* begin *

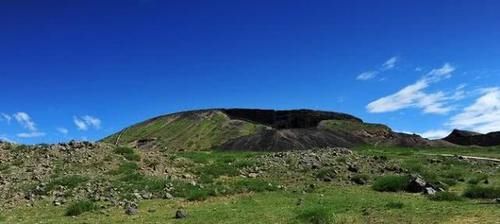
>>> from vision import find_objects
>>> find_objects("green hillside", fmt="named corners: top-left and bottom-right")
top-left (103, 110), bottom-right (265, 151)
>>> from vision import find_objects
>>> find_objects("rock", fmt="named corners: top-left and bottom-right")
top-left (175, 209), bottom-right (187, 219)
top-left (163, 192), bottom-right (174, 200)
top-left (134, 193), bottom-right (142, 200)
top-left (125, 206), bottom-right (139, 215)
top-left (424, 187), bottom-right (437, 195)
top-left (347, 164), bottom-right (359, 173)
top-left (407, 175), bottom-right (427, 193)
top-left (296, 198), bottom-right (304, 206)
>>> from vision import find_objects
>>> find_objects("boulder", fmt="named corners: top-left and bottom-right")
top-left (175, 209), bottom-right (187, 219)
top-left (407, 175), bottom-right (427, 193)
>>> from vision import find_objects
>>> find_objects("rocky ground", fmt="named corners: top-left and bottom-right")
top-left (0, 141), bottom-right (405, 214)
top-left (0, 141), bottom-right (499, 222)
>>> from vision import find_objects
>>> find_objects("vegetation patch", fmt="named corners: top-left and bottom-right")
top-left (467, 174), bottom-right (488, 185)
top-left (372, 176), bottom-right (410, 192)
top-left (429, 191), bottom-right (463, 201)
top-left (46, 175), bottom-right (89, 192)
top-left (385, 202), bottom-right (405, 209)
top-left (113, 147), bottom-right (141, 161)
top-left (464, 185), bottom-right (500, 199)
top-left (296, 205), bottom-right (335, 224)
top-left (65, 200), bottom-right (99, 216)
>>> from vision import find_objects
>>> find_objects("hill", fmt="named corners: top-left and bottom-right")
top-left (102, 109), bottom-right (447, 151)
top-left (443, 130), bottom-right (500, 146)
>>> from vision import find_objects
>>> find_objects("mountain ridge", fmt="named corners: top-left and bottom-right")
top-left (102, 108), bottom-right (454, 151)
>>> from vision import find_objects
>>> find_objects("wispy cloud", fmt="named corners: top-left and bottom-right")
top-left (56, 128), bottom-right (69, 135)
top-left (0, 135), bottom-right (16, 143)
top-left (356, 57), bottom-right (399, 81)
top-left (73, 115), bottom-right (101, 131)
top-left (0, 113), bottom-right (12, 124)
top-left (420, 129), bottom-right (451, 139)
top-left (382, 57), bottom-right (398, 70)
top-left (17, 131), bottom-right (45, 138)
top-left (13, 112), bottom-right (37, 132)
top-left (447, 87), bottom-right (500, 133)
top-left (356, 71), bottom-right (378, 81)
top-left (366, 63), bottom-right (455, 114)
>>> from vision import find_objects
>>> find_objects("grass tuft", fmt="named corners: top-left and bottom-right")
top-left (464, 185), bottom-right (500, 199)
top-left (296, 205), bottom-right (335, 224)
top-left (385, 202), bottom-right (405, 209)
top-left (429, 191), bottom-right (463, 201)
top-left (114, 147), bottom-right (141, 161)
top-left (372, 176), bottom-right (410, 192)
top-left (65, 200), bottom-right (99, 216)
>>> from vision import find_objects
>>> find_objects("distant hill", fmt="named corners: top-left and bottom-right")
top-left (443, 129), bottom-right (500, 146)
top-left (102, 109), bottom-right (454, 151)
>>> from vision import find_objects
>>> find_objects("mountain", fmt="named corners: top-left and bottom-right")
top-left (443, 129), bottom-right (500, 146)
top-left (102, 109), bottom-right (446, 151)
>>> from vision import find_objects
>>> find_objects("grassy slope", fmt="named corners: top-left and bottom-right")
top-left (3, 186), bottom-right (500, 223)
top-left (0, 148), bottom-right (500, 223)
top-left (104, 111), bottom-right (262, 150)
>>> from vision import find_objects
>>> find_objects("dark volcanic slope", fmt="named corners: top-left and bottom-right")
top-left (443, 130), bottom-right (500, 146)
top-left (221, 109), bottom-right (363, 129)
top-left (103, 109), bottom-right (446, 151)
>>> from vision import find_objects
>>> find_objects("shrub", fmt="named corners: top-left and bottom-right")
top-left (296, 205), bottom-right (335, 224)
top-left (385, 202), bottom-right (404, 209)
top-left (114, 147), bottom-right (141, 161)
top-left (316, 167), bottom-right (337, 180)
top-left (65, 200), bottom-right (99, 216)
top-left (467, 174), bottom-right (488, 185)
top-left (464, 185), bottom-right (500, 199)
top-left (372, 176), bottom-right (410, 192)
top-left (351, 174), bottom-right (370, 184)
top-left (232, 179), bottom-right (278, 193)
top-left (429, 191), bottom-right (463, 201)
top-left (46, 175), bottom-right (89, 192)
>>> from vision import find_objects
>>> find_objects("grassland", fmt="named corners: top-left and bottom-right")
top-left (0, 147), bottom-right (500, 223)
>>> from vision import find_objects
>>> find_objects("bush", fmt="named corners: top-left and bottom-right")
top-left (232, 179), bottom-right (278, 193)
top-left (114, 147), bottom-right (141, 161)
top-left (464, 185), bottom-right (500, 199)
top-left (46, 175), bottom-right (89, 192)
top-left (385, 202), bottom-right (404, 209)
top-left (65, 200), bottom-right (99, 216)
top-left (351, 174), bottom-right (370, 184)
top-left (372, 176), bottom-right (410, 192)
top-left (467, 174), bottom-right (488, 185)
top-left (297, 205), bottom-right (335, 224)
top-left (429, 191), bottom-right (463, 201)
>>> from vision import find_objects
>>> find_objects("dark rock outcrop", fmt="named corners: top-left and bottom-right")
top-left (443, 130), bottom-right (500, 146)
top-left (103, 108), bottom-right (446, 151)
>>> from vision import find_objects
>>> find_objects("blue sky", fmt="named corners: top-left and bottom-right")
top-left (0, 0), bottom-right (500, 143)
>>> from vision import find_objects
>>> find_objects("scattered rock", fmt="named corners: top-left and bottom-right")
top-left (423, 187), bottom-right (437, 195)
top-left (125, 206), bottom-right (139, 215)
top-left (407, 175), bottom-right (427, 193)
top-left (175, 209), bottom-right (187, 219)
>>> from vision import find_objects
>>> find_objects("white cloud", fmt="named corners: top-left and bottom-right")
top-left (0, 113), bottom-right (12, 124)
top-left (73, 115), bottom-right (101, 131)
top-left (57, 128), bottom-right (69, 135)
top-left (447, 87), bottom-right (500, 133)
top-left (356, 71), bottom-right (378, 81)
top-left (13, 112), bottom-right (37, 132)
top-left (382, 57), bottom-right (398, 70)
top-left (0, 135), bottom-right (16, 143)
top-left (420, 129), bottom-right (451, 139)
top-left (366, 63), bottom-right (455, 114)
top-left (17, 131), bottom-right (45, 138)
top-left (356, 57), bottom-right (399, 81)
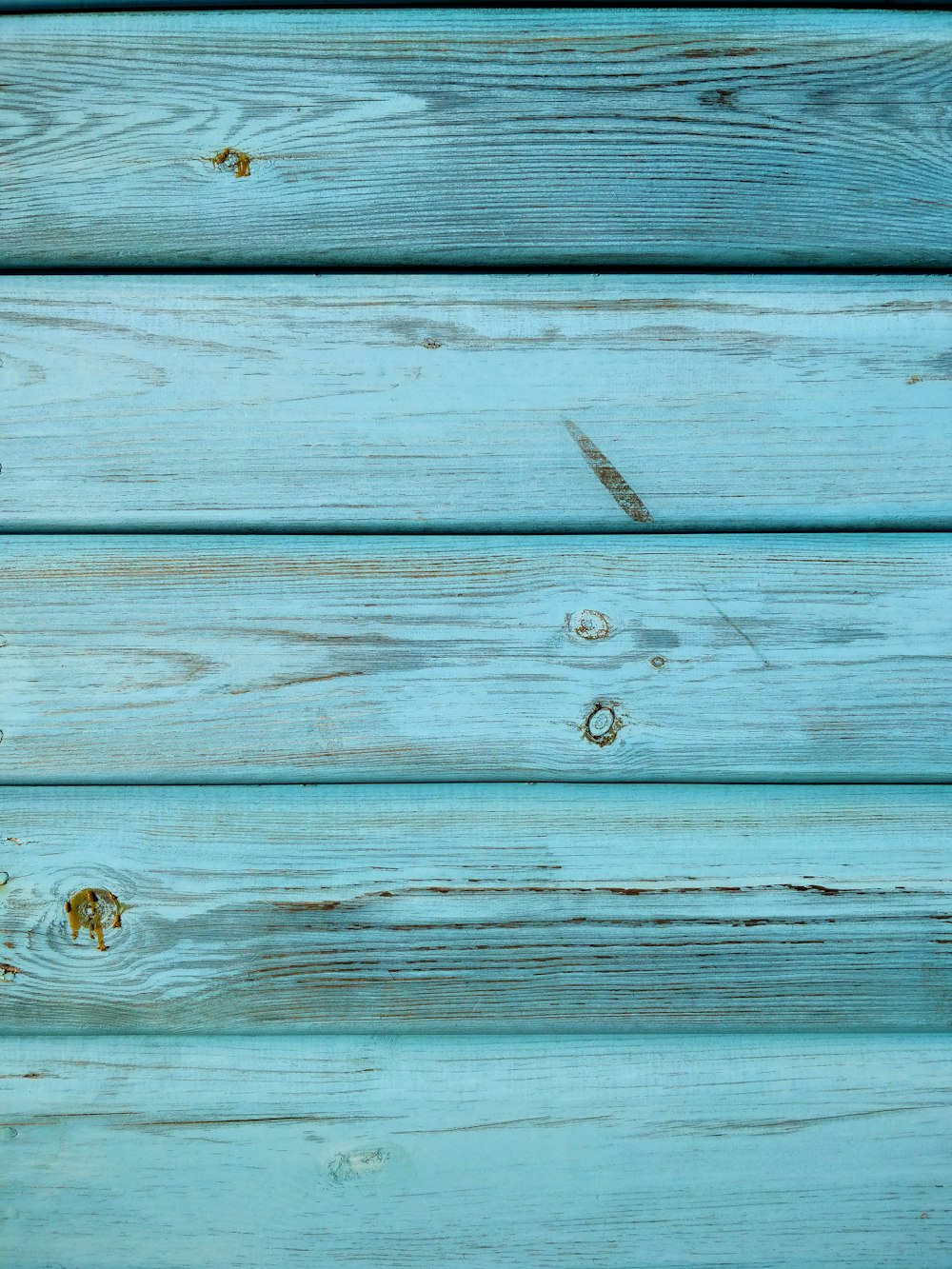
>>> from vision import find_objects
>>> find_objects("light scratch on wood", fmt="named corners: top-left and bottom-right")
top-left (563, 419), bottom-right (651, 525)
top-left (701, 586), bottom-right (770, 670)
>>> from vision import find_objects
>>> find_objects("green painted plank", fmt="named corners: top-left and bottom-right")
top-left (0, 784), bottom-right (952, 1030)
top-left (0, 275), bottom-right (952, 532)
top-left (0, 1037), bottom-right (952, 1269)
top-left (0, 534), bottom-right (952, 784)
top-left (0, 9), bottom-right (952, 268)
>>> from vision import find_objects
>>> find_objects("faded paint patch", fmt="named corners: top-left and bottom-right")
top-left (563, 419), bottom-right (651, 525)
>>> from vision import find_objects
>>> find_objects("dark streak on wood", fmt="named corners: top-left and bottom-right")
top-left (563, 419), bottom-right (651, 525)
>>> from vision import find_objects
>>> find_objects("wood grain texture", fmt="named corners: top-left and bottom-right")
top-left (0, 1037), bottom-right (952, 1269)
top-left (0, 784), bottom-right (952, 1030)
top-left (0, 9), bottom-right (952, 268)
top-left (0, 275), bottom-right (952, 532)
top-left (0, 534), bottom-right (952, 784)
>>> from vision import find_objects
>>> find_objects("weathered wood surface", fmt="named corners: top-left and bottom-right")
top-left (0, 275), bottom-right (952, 532)
top-left (0, 533), bottom-right (952, 784)
top-left (0, 784), bottom-right (952, 1034)
top-left (0, 9), bottom-right (952, 268)
top-left (0, 1036), bottom-right (952, 1269)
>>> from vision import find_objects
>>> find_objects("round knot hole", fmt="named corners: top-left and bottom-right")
top-left (583, 702), bottom-right (622, 744)
top-left (568, 608), bottom-right (612, 640)
top-left (64, 887), bottom-right (126, 952)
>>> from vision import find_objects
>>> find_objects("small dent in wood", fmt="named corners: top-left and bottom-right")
top-left (698, 88), bottom-right (738, 110)
top-left (327, 1146), bottom-right (389, 1185)
top-left (64, 887), bottom-right (126, 952)
top-left (582, 701), bottom-right (622, 747)
top-left (210, 146), bottom-right (251, 176)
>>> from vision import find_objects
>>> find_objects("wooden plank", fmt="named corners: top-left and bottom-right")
top-left (0, 534), bottom-right (952, 784)
top-left (0, 275), bottom-right (952, 532)
top-left (0, 1037), bottom-right (952, 1269)
top-left (0, 9), bottom-right (952, 269)
top-left (0, 784), bottom-right (952, 1036)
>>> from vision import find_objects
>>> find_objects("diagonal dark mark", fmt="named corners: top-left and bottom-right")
top-left (701, 586), bottom-right (770, 670)
top-left (563, 419), bottom-right (651, 525)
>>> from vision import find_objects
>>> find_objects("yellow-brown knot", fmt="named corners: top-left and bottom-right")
top-left (212, 146), bottom-right (251, 176)
top-left (64, 888), bottom-right (126, 952)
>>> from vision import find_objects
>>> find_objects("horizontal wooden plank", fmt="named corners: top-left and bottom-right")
top-left (0, 9), bottom-right (952, 268)
top-left (0, 784), bottom-right (952, 1036)
top-left (0, 1037), bottom-right (952, 1269)
top-left (0, 275), bottom-right (952, 532)
top-left (0, 534), bottom-right (952, 784)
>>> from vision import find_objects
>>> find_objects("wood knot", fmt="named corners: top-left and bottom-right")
top-left (568, 608), bottom-right (612, 640)
top-left (212, 146), bottom-right (251, 176)
top-left (64, 887), bottom-right (126, 952)
top-left (327, 1146), bottom-right (389, 1184)
top-left (582, 701), bottom-right (622, 746)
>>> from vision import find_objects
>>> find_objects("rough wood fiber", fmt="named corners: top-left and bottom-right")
top-left (0, 785), bottom-right (952, 1034)
top-left (0, 1037), bottom-right (952, 1269)
top-left (0, 275), bottom-right (952, 532)
top-left (0, 9), bottom-right (952, 268)
top-left (0, 534), bottom-right (952, 784)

* end *

Reproduce the records from the start through the line holding "top-left (0, 141), bottom-right (499, 222)", inclusive, substituting "stone" for "boulder" and keeping everything else unchanged. Leave the pictures out.

>>> from vision import find_objects
>>> find_objects("green hillside", fmt="named corners: top-left and bottom-right")
top-left (103, 110), bottom-right (265, 151)
>>> from vision import find_objects
>>> find_objects("rock", fmt="named corners: top-left and bottom-right")
top-left (175, 209), bottom-right (187, 219)
top-left (163, 192), bottom-right (174, 200)
top-left (134, 193), bottom-right (142, 200)
top-left (125, 206), bottom-right (139, 215)
top-left (424, 187), bottom-right (437, 195)
top-left (347, 164), bottom-right (359, 173)
top-left (407, 175), bottom-right (427, 193)
top-left (296, 198), bottom-right (304, 206)
>>> from vision import find_objects
>>> find_objects("stone", fmt="named corners: top-left and bottom-right")
top-left (175, 209), bottom-right (187, 219)
top-left (407, 175), bottom-right (427, 193)
>>> from vision import find_objects
>>> find_objects("rocky ground", fmt="named corners: top-left and bottom-right")
top-left (0, 141), bottom-right (405, 214)
top-left (0, 141), bottom-right (499, 222)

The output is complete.